◆ AIM OF THE EXERCISE
Pick out every line of the listing below that contains the string "propeller", and copy each such line. Case counts.

......

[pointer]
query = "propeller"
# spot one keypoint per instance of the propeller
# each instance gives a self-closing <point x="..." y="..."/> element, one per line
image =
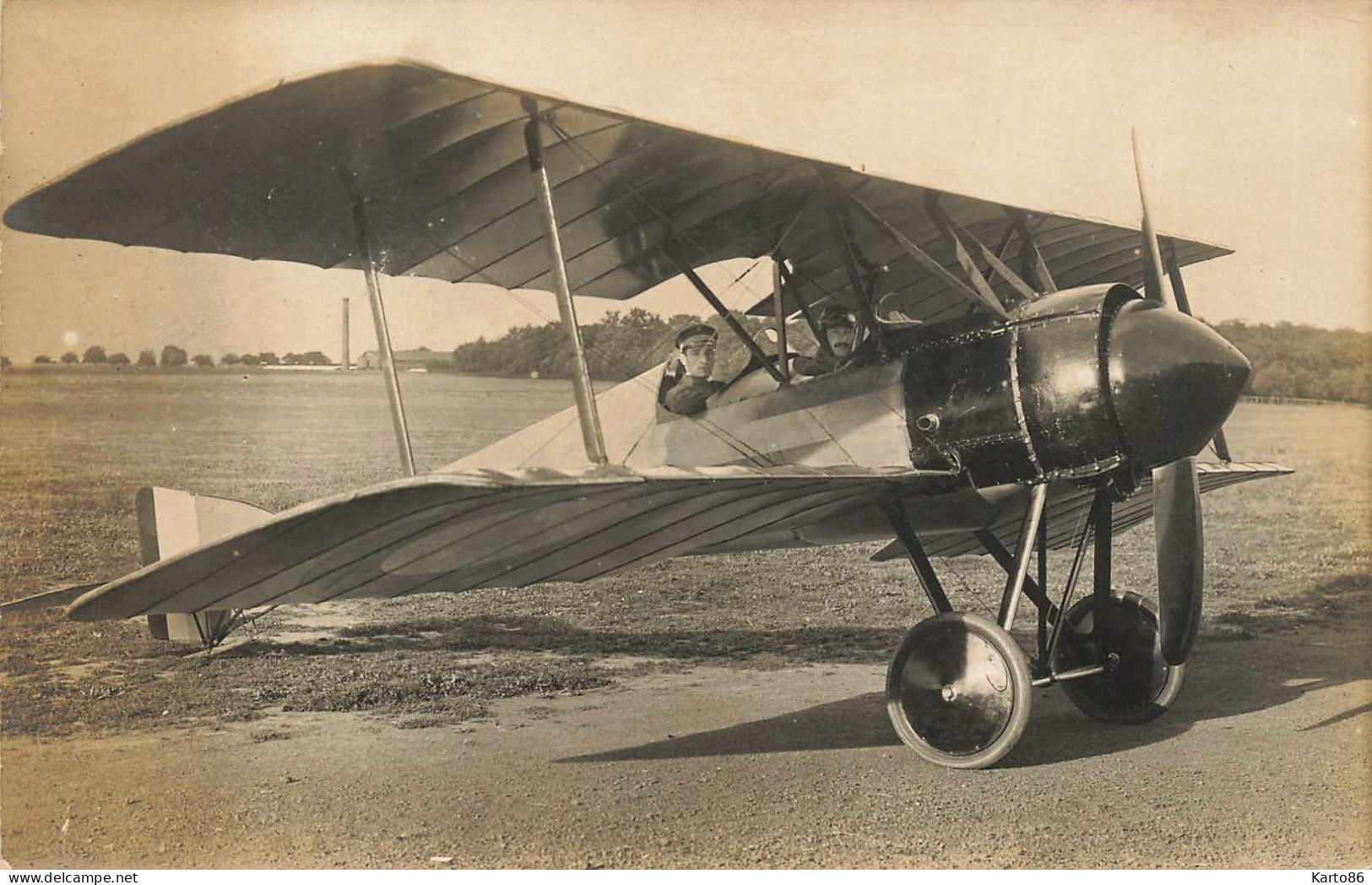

......

◆ RESPONSE FOR THIS EXERCISE
query = "propeller"
# spot one keypoint per instance of the propeller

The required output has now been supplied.